• _What this task involves_
Take the material below and reproduce, word for word, only the lines from the line with "Target: white sneaker" through the line with "Target: black spray paint graffiti".

• _Data shown_
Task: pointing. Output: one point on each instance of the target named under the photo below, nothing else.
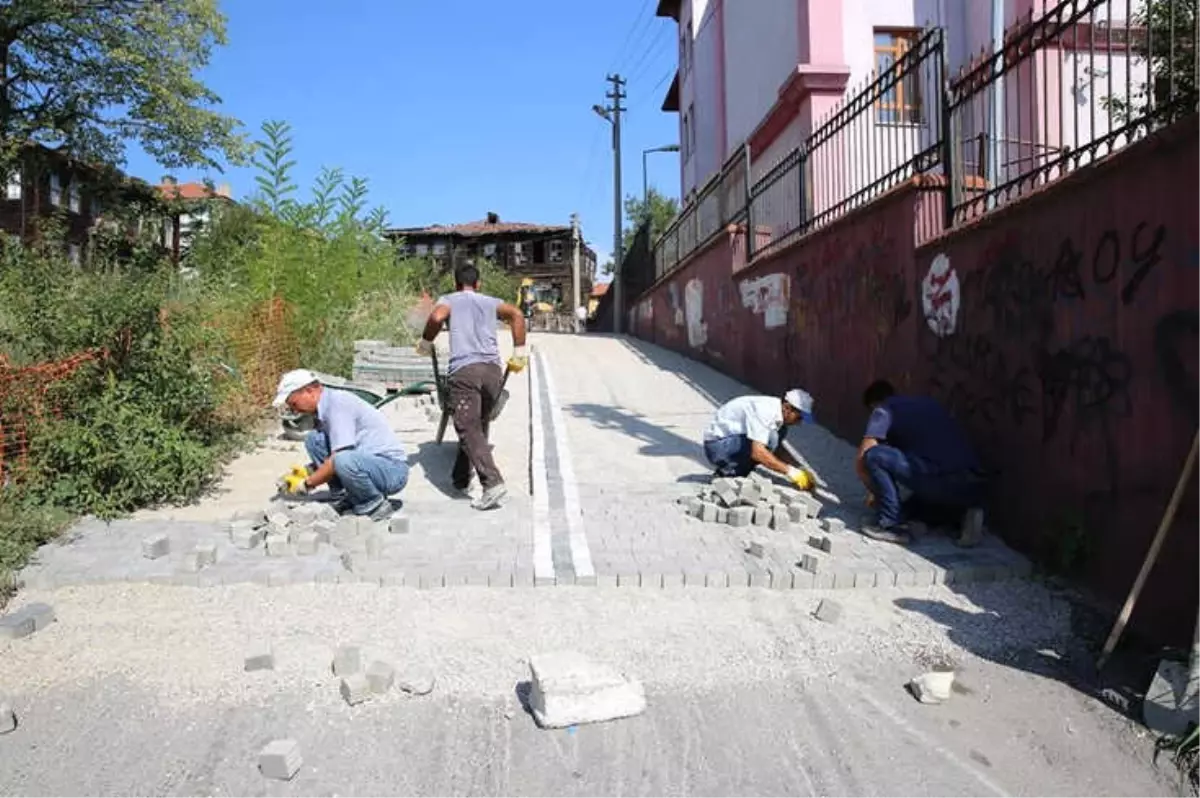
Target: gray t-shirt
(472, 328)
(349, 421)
---
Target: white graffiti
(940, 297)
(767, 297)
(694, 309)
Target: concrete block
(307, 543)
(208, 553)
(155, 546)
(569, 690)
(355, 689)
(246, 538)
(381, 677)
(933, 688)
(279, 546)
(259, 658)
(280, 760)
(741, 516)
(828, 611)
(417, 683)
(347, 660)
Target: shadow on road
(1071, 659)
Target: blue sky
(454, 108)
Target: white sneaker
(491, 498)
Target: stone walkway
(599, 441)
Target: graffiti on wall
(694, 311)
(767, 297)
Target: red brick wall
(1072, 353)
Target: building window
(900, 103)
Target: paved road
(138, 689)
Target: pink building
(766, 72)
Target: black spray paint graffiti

• _Output for this task_
Target: white sneaker
(491, 498)
Target: stone walkway
(599, 441)
Target: graffiti on wall
(694, 311)
(767, 297)
Target: red brick wall
(1072, 353)
Target: building window
(900, 103)
Target: paved road
(138, 689)
Target: pink building
(766, 72)
Target: black spray paint graffiti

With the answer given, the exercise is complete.